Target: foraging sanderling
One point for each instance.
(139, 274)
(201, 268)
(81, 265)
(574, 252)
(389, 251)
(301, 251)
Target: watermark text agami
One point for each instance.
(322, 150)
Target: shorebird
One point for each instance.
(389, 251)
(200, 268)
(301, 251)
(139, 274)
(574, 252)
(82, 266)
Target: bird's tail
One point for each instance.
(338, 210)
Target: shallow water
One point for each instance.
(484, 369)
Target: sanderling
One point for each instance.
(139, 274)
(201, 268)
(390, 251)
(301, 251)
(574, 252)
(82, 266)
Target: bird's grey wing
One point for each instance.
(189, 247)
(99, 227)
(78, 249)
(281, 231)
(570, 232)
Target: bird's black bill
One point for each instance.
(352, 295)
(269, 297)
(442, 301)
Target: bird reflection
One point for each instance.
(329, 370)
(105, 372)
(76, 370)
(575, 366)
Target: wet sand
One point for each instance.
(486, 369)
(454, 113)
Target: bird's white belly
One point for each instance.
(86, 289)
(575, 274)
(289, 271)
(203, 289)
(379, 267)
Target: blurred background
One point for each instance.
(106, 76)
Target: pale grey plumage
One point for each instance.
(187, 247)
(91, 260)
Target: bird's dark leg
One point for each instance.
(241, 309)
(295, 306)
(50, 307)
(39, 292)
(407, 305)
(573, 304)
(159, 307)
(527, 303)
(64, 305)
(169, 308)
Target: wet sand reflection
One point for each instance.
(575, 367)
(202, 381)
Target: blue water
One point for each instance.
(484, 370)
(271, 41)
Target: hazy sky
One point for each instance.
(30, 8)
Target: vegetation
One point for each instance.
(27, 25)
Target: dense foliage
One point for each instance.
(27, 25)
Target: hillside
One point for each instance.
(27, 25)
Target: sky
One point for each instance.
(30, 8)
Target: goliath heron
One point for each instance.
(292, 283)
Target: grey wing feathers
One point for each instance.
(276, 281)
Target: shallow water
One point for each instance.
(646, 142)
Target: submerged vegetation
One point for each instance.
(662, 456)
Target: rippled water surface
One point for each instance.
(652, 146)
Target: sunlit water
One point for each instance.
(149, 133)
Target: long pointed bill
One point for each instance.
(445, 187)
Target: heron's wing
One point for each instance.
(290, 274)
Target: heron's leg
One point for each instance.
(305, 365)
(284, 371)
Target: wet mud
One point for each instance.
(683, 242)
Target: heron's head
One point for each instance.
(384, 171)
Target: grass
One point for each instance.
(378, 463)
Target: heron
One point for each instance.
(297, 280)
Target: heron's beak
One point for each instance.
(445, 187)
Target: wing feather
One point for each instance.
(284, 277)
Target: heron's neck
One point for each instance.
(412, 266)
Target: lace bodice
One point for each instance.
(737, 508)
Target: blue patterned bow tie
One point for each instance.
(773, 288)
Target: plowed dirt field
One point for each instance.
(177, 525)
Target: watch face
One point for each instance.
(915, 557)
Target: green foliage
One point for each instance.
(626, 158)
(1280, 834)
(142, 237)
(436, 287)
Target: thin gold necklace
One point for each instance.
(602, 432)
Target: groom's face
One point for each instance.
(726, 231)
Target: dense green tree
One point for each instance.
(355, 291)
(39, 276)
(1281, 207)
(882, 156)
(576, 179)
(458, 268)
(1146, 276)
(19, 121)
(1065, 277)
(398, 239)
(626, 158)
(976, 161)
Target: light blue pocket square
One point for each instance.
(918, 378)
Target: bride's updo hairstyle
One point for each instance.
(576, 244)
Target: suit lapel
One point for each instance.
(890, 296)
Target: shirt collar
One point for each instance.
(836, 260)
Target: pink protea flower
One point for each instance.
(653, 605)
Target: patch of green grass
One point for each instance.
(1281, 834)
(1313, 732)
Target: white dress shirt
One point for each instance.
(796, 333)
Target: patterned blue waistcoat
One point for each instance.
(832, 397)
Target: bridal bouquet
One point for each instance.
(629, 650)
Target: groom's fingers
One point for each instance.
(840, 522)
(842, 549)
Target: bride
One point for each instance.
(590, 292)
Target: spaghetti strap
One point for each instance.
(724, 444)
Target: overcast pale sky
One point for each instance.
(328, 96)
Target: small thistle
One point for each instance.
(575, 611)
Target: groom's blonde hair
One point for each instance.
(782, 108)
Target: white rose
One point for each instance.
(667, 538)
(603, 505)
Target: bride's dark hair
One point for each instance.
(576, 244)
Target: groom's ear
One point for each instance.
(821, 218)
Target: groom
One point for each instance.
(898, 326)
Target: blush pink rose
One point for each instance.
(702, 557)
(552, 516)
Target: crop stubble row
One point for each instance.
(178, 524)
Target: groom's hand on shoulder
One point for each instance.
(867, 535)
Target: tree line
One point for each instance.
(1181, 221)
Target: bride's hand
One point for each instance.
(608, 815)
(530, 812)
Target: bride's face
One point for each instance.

▶ **Work to be completed**
Check each line of the entries above for the word "wing". List the ones that have it.

▶ **Final answer**
Target: bird's grey wing
Target: grey wing feathers
Target: heron's wing
Target: wing feather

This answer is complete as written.